*RECORDS PROVIDED*
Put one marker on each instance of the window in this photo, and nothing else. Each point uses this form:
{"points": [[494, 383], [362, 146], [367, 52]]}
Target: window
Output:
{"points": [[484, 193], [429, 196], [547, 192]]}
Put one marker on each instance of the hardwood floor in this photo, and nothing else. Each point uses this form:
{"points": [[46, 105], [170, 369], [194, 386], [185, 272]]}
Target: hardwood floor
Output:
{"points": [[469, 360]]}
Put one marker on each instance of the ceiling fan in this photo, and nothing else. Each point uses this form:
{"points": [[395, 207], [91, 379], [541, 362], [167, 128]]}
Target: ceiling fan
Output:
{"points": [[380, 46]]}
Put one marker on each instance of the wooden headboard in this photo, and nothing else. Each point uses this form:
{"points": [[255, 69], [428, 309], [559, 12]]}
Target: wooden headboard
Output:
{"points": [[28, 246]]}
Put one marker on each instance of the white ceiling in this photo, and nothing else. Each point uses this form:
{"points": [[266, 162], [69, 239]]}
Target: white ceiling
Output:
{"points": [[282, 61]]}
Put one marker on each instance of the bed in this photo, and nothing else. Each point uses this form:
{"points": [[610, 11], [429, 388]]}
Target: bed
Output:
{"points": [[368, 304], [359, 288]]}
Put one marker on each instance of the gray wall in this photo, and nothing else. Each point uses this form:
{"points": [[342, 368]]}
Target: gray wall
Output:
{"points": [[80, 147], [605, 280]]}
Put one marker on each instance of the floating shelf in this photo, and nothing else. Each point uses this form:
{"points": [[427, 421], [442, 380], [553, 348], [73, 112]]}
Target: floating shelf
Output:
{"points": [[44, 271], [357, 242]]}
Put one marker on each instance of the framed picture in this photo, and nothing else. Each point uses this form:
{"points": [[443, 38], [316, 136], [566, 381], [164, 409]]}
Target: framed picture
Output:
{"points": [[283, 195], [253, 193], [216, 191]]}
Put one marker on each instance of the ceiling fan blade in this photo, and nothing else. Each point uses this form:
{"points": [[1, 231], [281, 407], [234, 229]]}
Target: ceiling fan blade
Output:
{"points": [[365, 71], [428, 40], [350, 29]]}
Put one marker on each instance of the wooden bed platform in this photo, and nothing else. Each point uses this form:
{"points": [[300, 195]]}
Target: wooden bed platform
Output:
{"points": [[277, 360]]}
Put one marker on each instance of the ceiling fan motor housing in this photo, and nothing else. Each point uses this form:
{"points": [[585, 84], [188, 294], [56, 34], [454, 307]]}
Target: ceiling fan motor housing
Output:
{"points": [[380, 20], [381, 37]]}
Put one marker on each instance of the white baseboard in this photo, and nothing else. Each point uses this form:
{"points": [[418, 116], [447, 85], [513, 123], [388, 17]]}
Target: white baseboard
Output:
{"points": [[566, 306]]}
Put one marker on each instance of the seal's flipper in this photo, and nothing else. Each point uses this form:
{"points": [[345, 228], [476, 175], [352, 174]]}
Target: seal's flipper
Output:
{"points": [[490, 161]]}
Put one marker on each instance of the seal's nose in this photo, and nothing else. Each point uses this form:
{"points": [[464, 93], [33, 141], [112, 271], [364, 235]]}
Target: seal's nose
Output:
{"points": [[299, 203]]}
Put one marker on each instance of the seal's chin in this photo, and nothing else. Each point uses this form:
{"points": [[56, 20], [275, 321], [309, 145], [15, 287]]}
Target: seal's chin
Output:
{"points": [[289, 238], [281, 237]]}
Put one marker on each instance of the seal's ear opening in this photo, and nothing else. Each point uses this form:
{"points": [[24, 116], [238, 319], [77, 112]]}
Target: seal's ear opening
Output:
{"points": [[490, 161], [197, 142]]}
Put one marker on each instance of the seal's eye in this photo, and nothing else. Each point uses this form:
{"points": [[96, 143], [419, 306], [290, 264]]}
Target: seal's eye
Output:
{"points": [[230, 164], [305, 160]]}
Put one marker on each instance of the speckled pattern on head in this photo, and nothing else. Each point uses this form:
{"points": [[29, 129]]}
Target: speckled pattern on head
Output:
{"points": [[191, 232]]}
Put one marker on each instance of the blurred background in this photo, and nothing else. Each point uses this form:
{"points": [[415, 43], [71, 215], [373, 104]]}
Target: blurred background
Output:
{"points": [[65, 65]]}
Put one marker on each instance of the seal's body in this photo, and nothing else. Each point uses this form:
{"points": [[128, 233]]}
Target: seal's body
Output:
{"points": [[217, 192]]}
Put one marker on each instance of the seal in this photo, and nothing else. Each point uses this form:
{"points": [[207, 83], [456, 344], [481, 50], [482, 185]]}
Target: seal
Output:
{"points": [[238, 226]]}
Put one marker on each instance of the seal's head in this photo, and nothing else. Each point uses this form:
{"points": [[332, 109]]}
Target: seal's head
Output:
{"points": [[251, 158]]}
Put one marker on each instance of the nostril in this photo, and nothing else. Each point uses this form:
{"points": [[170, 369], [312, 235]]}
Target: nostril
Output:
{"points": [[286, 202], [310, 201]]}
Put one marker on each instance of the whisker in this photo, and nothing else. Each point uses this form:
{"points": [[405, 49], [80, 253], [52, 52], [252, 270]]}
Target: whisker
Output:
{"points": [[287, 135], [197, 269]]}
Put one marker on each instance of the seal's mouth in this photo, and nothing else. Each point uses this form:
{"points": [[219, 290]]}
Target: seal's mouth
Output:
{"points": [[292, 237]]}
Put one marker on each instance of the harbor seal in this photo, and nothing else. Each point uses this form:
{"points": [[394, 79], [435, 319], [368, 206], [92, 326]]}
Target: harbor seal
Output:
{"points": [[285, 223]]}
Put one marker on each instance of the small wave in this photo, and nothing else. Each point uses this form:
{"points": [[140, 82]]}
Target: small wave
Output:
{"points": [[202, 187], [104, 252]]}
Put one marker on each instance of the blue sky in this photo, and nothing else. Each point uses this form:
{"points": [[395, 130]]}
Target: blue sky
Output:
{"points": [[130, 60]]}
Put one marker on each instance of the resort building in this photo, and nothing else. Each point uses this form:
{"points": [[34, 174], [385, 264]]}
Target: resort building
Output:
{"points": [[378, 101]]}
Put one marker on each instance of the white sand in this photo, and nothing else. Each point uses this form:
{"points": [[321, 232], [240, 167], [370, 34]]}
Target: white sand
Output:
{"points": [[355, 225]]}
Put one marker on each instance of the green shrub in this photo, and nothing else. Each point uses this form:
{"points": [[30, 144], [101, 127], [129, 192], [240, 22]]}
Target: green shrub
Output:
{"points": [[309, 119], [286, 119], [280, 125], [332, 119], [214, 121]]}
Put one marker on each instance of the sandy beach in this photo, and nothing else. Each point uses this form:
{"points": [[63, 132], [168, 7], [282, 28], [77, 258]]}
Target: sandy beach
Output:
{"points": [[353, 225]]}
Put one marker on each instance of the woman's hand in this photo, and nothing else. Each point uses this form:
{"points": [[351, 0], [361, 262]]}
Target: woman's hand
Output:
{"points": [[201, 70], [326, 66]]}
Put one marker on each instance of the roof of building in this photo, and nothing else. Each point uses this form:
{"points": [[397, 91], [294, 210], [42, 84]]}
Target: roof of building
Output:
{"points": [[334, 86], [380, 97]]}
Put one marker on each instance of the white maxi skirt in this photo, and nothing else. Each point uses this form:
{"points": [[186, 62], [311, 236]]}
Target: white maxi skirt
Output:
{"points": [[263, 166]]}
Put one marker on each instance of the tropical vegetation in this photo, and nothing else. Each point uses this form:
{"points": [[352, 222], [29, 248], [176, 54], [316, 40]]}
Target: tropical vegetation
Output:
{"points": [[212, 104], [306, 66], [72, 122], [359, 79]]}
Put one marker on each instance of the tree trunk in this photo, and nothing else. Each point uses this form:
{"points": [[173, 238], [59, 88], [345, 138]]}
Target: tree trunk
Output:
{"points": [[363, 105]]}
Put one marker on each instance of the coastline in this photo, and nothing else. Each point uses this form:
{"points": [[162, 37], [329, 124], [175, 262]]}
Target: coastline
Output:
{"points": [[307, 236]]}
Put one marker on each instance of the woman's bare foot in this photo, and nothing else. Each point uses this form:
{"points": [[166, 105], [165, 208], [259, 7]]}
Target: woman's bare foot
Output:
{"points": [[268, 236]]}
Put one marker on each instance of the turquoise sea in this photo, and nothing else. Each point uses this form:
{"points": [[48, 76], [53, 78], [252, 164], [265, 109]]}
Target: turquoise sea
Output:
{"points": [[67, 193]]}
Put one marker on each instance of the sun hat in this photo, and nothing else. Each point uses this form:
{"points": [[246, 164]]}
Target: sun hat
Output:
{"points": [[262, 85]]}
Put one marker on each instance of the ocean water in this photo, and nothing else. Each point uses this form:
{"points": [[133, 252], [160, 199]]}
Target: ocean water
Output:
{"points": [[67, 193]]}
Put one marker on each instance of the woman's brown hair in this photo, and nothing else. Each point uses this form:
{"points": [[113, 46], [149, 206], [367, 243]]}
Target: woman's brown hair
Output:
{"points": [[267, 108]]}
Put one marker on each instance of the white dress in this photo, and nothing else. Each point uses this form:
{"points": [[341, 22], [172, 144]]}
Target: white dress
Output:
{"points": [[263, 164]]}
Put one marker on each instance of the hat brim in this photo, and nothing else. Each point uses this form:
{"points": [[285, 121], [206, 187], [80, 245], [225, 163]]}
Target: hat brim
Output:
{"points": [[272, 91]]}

*WHAT IS REQUIRED*
For the word "vegetation", how many lines in the records above contain it? Answer with the number and nothing else.

*RESPONSE TO THE EXERCISE*
2